• _Given instruction_:
Copy the material from the line containing "Locate every baseball" through the end, including both ends and the requests. In the answers, multiply every bounding-box coordinate by 2 and round to whole numbers, with halves rounded up.

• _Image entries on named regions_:
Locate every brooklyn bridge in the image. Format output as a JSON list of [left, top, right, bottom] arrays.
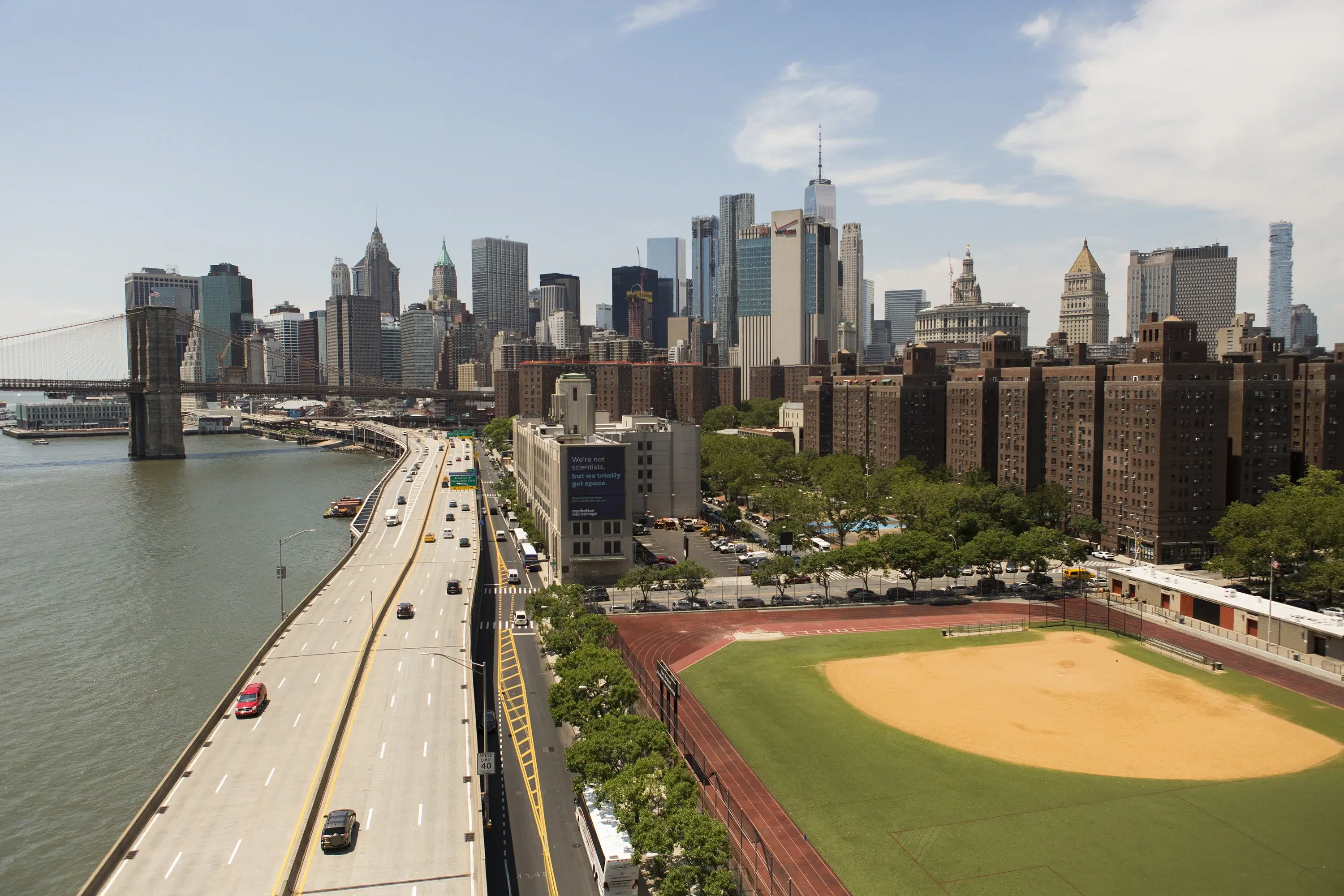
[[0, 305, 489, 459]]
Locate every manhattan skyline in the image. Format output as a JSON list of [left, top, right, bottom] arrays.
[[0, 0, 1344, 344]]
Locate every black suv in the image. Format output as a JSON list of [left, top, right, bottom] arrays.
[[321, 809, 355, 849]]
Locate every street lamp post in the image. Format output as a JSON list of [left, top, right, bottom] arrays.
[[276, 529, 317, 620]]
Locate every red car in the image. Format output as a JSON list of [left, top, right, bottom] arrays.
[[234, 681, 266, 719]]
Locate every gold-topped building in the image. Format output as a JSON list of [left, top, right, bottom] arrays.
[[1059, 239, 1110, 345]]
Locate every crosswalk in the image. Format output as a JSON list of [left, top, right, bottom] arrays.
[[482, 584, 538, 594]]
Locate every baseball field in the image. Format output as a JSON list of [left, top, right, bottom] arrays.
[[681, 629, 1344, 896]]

• _Solution_:
Locate every baseball field in the image. Format output as a JSON list of [left, top, right, bottom] arrays.
[[1362, 1258, 2688, 1792]]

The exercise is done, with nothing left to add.